* [PROBLEM DETAILS]
Give only a number in reply. It should be how many lines in the records contain the string "grass".

---------- GIVEN RECORDS ----------

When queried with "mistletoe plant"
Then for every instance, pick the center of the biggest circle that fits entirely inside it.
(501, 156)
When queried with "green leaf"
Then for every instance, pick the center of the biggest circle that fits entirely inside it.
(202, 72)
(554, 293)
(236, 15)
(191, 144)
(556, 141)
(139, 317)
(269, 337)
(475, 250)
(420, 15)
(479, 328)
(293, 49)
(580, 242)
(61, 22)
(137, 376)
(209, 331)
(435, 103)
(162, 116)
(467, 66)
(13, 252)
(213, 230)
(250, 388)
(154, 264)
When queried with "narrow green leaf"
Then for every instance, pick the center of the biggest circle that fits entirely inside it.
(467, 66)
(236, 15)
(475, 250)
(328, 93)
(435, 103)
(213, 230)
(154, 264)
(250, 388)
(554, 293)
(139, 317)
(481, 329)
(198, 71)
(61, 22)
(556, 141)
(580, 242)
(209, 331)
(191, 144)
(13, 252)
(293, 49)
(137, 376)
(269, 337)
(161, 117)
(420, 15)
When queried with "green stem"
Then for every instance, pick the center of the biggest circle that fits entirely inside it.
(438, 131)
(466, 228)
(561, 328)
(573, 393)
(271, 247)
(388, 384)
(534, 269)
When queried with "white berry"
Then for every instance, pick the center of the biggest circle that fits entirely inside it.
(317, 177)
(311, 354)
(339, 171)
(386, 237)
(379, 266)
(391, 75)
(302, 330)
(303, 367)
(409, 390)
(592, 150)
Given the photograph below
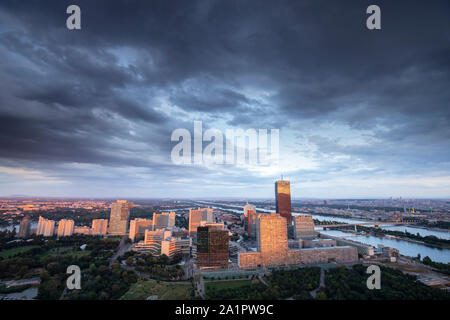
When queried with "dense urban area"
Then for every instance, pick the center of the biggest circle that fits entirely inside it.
(224, 249)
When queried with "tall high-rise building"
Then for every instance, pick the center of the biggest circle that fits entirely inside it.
(45, 227)
(196, 216)
(304, 227)
(163, 220)
(283, 200)
(138, 227)
(248, 207)
(251, 223)
(99, 227)
(118, 220)
(65, 228)
(212, 248)
(24, 229)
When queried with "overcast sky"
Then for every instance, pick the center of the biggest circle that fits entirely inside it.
(90, 113)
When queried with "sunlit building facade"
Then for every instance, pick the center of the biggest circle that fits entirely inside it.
(138, 227)
(99, 227)
(283, 200)
(303, 227)
(45, 227)
(196, 216)
(120, 211)
(65, 228)
(212, 248)
(25, 227)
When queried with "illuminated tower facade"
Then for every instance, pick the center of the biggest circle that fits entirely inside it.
(118, 220)
(283, 199)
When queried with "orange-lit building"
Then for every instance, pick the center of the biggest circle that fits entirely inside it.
(283, 200)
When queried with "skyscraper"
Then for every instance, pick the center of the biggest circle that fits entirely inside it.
(99, 227)
(271, 236)
(138, 227)
(251, 223)
(24, 229)
(248, 207)
(212, 248)
(120, 211)
(65, 228)
(283, 200)
(45, 227)
(196, 216)
(304, 227)
(163, 220)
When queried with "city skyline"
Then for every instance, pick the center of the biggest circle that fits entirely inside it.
(89, 113)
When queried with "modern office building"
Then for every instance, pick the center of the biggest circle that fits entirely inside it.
(163, 220)
(164, 241)
(212, 248)
(25, 228)
(273, 248)
(176, 245)
(248, 207)
(303, 227)
(45, 227)
(251, 223)
(99, 227)
(283, 200)
(138, 227)
(196, 216)
(82, 230)
(120, 211)
(65, 228)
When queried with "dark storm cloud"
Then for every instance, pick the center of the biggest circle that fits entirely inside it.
(96, 96)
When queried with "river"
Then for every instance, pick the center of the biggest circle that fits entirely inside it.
(405, 247)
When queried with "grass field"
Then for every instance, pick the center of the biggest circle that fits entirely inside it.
(220, 285)
(164, 290)
(11, 252)
(65, 251)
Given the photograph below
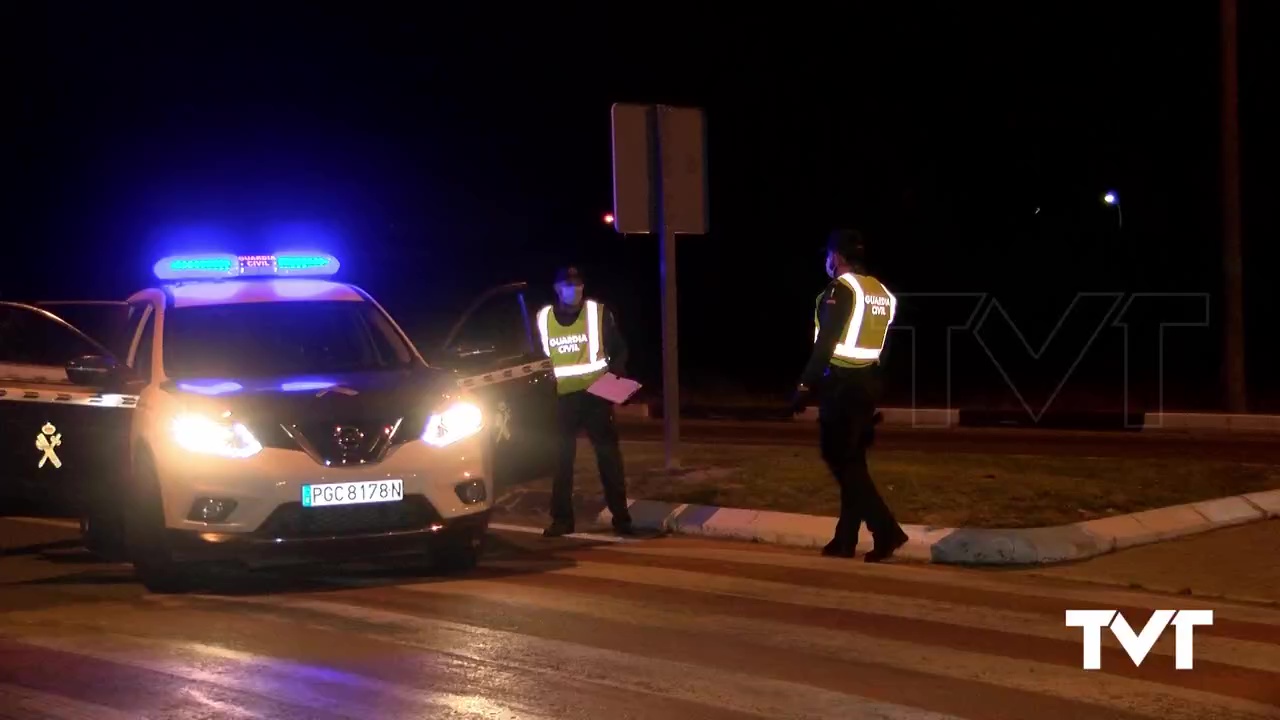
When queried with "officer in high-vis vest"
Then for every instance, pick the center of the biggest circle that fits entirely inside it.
(583, 341)
(851, 320)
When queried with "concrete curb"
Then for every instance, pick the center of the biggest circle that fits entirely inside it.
(941, 418)
(949, 546)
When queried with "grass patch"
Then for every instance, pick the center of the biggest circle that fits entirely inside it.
(947, 490)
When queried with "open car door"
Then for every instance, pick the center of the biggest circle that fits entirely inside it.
(65, 397)
(497, 354)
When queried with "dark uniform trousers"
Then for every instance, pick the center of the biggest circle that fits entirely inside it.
(585, 411)
(846, 415)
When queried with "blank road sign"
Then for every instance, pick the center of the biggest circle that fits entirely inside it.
(640, 132)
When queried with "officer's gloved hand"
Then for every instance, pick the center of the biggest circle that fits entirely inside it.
(800, 400)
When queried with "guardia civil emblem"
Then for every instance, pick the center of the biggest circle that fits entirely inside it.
(48, 441)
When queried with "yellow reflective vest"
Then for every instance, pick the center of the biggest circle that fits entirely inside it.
(867, 327)
(576, 350)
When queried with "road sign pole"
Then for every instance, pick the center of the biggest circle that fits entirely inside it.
(659, 188)
(667, 269)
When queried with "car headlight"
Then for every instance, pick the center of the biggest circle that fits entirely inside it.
(206, 436)
(457, 422)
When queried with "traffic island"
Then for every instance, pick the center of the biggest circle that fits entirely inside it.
(956, 509)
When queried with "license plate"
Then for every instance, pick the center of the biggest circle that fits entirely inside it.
(352, 493)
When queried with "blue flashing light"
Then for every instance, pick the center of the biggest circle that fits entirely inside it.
(222, 265)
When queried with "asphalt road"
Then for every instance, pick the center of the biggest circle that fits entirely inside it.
(1217, 446)
(663, 629)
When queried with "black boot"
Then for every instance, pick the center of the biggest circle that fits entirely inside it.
(839, 547)
(558, 529)
(886, 547)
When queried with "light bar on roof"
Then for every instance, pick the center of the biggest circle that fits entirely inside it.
(222, 265)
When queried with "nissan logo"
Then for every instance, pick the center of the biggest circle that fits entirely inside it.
(348, 438)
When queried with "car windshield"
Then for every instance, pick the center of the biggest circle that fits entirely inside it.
(279, 338)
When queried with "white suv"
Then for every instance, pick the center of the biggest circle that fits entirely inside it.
(269, 414)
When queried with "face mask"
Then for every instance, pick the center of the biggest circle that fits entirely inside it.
(570, 294)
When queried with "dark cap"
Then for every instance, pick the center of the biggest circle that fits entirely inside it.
(849, 244)
(570, 274)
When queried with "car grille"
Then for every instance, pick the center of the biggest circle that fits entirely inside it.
(293, 522)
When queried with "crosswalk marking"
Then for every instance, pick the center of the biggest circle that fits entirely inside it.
(952, 578)
(1225, 650)
(40, 705)
(662, 630)
(769, 698)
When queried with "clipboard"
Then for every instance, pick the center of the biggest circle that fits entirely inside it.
(613, 388)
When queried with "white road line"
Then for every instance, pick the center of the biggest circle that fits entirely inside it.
(530, 529)
(51, 522)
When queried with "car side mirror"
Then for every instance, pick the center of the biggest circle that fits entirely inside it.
(94, 370)
(471, 350)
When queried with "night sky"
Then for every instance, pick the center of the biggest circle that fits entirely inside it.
(439, 154)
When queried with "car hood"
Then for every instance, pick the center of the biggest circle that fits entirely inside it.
(368, 396)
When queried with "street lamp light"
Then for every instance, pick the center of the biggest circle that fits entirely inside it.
(1114, 200)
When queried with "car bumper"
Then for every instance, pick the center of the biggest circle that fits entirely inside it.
(265, 548)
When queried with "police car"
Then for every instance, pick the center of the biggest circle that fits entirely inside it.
(252, 409)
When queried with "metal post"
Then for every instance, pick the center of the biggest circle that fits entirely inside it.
(1233, 269)
(667, 269)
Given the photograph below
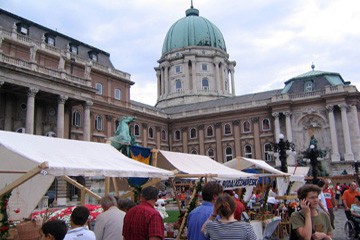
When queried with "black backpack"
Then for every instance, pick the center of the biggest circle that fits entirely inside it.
(293, 235)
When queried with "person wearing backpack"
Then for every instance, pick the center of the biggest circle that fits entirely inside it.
(308, 223)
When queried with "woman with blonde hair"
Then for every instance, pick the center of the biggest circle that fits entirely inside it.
(226, 227)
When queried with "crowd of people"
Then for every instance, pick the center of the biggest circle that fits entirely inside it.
(219, 216)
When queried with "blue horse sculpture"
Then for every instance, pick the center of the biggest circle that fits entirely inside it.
(123, 138)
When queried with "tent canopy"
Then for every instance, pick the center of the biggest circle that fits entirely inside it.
(197, 165)
(22, 152)
(241, 163)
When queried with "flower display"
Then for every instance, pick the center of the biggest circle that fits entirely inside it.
(65, 213)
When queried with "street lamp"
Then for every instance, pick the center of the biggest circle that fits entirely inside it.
(281, 147)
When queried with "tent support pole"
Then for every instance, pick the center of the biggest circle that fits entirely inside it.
(24, 178)
(81, 187)
(107, 185)
(186, 214)
(116, 186)
(175, 192)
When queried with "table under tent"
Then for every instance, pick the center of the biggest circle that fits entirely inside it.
(199, 167)
(295, 178)
(30, 163)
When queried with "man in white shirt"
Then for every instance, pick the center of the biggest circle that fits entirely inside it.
(79, 230)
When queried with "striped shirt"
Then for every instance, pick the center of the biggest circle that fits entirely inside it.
(216, 230)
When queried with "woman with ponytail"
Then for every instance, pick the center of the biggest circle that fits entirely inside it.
(222, 224)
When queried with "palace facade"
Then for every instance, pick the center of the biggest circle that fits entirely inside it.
(57, 86)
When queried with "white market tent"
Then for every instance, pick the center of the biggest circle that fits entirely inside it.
(241, 163)
(29, 164)
(194, 164)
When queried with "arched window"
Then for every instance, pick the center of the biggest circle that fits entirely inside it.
(193, 133)
(117, 93)
(248, 151)
(266, 124)
(246, 126)
(177, 135)
(209, 131)
(163, 135)
(76, 119)
(228, 154)
(211, 153)
(98, 123)
(227, 129)
(178, 85)
(267, 152)
(205, 84)
(136, 130)
(151, 132)
(98, 87)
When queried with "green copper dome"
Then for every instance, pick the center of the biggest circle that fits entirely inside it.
(193, 30)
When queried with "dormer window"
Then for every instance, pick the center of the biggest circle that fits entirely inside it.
(22, 28)
(74, 48)
(93, 56)
(50, 39)
(309, 86)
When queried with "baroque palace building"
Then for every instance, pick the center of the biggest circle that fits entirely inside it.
(57, 86)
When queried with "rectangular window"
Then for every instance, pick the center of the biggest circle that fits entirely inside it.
(204, 67)
(117, 94)
(178, 69)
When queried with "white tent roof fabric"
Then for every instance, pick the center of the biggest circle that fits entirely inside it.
(241, 163)
(22, 152)
(197, 164)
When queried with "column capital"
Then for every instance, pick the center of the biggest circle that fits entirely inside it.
(255, 119)
(32, 92)
(330, 108)
(236, 122)
(287, 114)
(200, 127)
(62, 99)
(275, 114)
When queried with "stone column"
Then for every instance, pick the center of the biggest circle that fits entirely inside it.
(158, 77)
(217, 77)
(335, 156)
(60, 116)
(194, 78)
(219, 151)
(87, 121)
(144, 128)
(277, 125)
(201, 139)
(356, 132)
(348, 153)
(184, 132)
(236, 127)
(30, 109)
(232, 71)
(162, 81)
(257, 145)
(288, 126)
(158, 137)
(166, 70)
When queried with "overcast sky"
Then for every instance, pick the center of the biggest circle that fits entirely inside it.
(270, 40)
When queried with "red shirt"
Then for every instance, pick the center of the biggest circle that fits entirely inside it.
(142, 222)
(329, 194)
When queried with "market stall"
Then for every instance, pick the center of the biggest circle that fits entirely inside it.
(29, 164)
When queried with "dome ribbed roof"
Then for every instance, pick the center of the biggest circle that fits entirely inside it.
(193, 30)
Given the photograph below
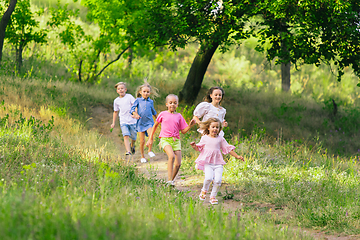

----------

* [RESPONSE]
2